> DOCUMENT SEGMENT:
------

After this, the caravan routes of the Quraysh were opened again and caravans traveled along them unmolested.

As mentioned before, this term of the agreement did not apply to the women. There was nothing in the treaty that demanded their return to the unbelievers. In these days Umm Kulthum, the daughter of ‘Uqba, one of the leading Quraysh, became Muslim. Her brothers al-Walid and ‘Umara came and demanded her extradition. The Holy Prophet r refused to comply with their demand. Thereafter, the Sahaba who had unbelieving wives who had remained in Mecca divorced themselves from them.

In this way, they evaded the treaty of Hudaybiyah. Some time after this, the Holy Prophet r said, “The time has come for the disclosure and spreading of Islam.” For the religion of Islam was never meant to be restricted to one people, one community, or one continent. It was meant as a universal religion, to be spread from one end of the world to the other, and the Imam of Prophets r was sent as a messenger of glad tidings and as a Warner, to teach and to make known his message far and wide.

For indeed Islam is a religion of Unity, its monotheism balancing the excesses of idolatrous similitude with Allah’s absolute incomparability. It proclaims the Oneness of Divinity. It values the mind’s reason. Judged by a sound mind, every revealed law proves to have a rational basis. Islam disapproves of idolatry, injustice, hypocrisy, and unbelief, and whoever is inclined towards these things is considered an unbeliever. It forbids the worship of any feeble human creature and discourages men from becoming a tyrant’s knaves. It prevents people from trampling under foot the natural morality of mankind. The observance of the rights of all sentient beings is the most eminent of all God-pleasing acts.

The most preferential status in the community is due to the most reverent towards the Lord Almighty and the most compassionate towards His Creation.

He shall not be questioned as to what He does, but they shall be questioned.

------

> PROVIDED RECORDS:
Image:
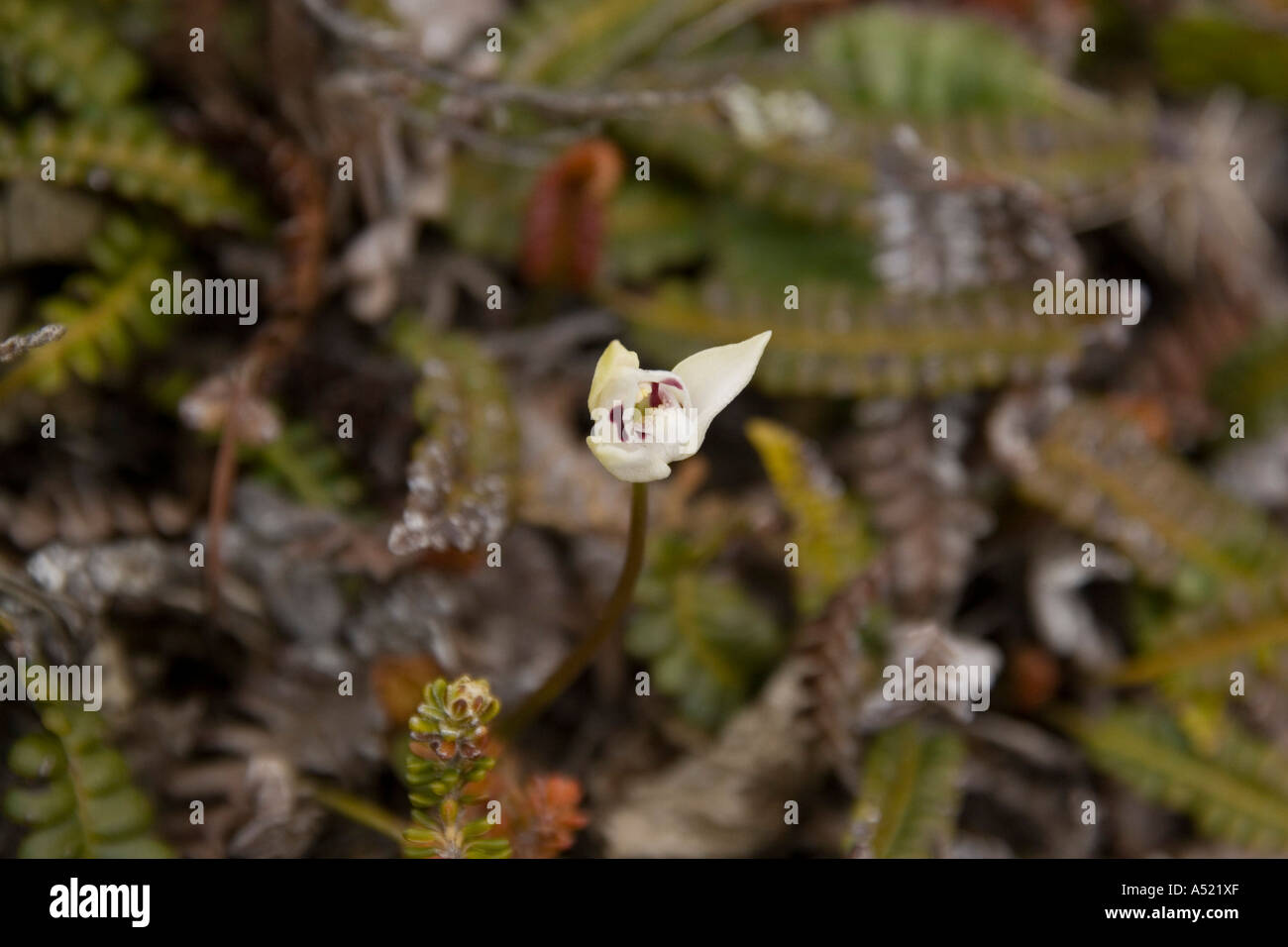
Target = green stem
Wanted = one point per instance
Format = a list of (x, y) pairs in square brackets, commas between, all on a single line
[(581, 656), (359, 809)]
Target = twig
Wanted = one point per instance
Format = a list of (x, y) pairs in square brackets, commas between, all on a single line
[(581, 656), (357, 809)]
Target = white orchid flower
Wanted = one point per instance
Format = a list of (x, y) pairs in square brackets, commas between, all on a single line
[(644, 420)]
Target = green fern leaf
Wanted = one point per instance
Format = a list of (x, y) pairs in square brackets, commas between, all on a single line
[(1100, 474), (854, 343), (825, 526), (132, 154), (581, 42), (1236, 792), (706, 642), (310, 468), (925, 64), (86, 806), (910, 795), (53, 50), (104, 312)]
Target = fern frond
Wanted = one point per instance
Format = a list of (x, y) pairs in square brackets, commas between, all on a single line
[(580, 42), (104, 312), (849, 343), (810, 183), (910, 796), (132, 154), (827, 526), (308, 467), (704, 639), (51, 48), (86, 806), (462, 474), (1236, 792), (925, 64), (447, 758), (1099, 474)]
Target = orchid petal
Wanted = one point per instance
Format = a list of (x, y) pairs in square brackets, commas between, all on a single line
[(713, 377)]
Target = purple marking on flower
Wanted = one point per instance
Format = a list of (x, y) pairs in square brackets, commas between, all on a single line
[(655, 397)]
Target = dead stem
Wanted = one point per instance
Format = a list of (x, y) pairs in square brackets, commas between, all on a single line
[(581, 656)]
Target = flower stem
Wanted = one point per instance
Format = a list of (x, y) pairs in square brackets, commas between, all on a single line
[(581, 656), (357, 809)]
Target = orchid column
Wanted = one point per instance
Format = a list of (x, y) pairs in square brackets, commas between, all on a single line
[(643, 421)]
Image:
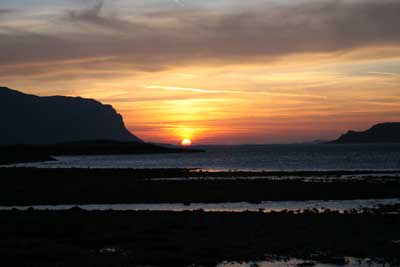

------

> TASKS TO COMPLETE:
(1) Please rewrite the paragraph of the Hudaybiyah passage that begins "For indeed Islam is a religion of Unity" as a short bulleted list that keeps its main facts.
(2) Carry the Hudaybiyah passage further from its last sentence.
The records are separate material and unrelated to the Hudaybiyah passage.

> ANSWERS TO THE EXERCISES:
(1)
- Islam is a religion of Unity. Its monotheism balances idolatrous likening with Allah's absolute incomparability.
- It proclaims the Oneness of Divinity and values reason. A sound mind finds a rational basis in every revealed law.
- It disapproves of idolatry, injustice, hypocrisy, and unbelief. Anyone inclined toward these is considered an unbeliever.
- It forbids worshiping any human creature and discourages people from serving tyrants.
- It keeps people from trampling on the natural morality of mankind.
- Observing the rights of all sentient beings is the most eminent God-pleasing act.

(2)
(The Prophets, 23)

This signifies that everyone but Allah Almighty is to be held responsible, whether he is the president or a sheikh, a religious teacher, a scholar or a man of virtue. Everyone will be called to account, according to the teaching of Islam.

Islam rules that the ruler be judged by the same criteria as the slave. All worldly activity is to be hallowed by the intention to strive for the world as if one was never to die, and to work for the afterlife as if one were to die tomorrow. Islam values all knowledge; it prefers the corrupt man of learning to the ignorantly devout worshipper.

Islam demands the Remembrance of Allah (Dhikrullah) to be pronounced not only in words, but demands that the Dhikr be contained in all deeds and states of mind, and its application to all circumstances.

Wealth is acceptable as long as it does no harm to another man. Islam has made the poor man to be the brother of the rich man. Islam teaches us that if a person is amenable to a tyrant, his name will be erased from the slate of Islam. This religion being the religion of love, his name will be written in the book of those who busied themselves with the love of other than Islam, and who were ruled by the opinions of their lower soul. The foundation of disbelief is the exaltation of the base, and the abasement of the high and noble.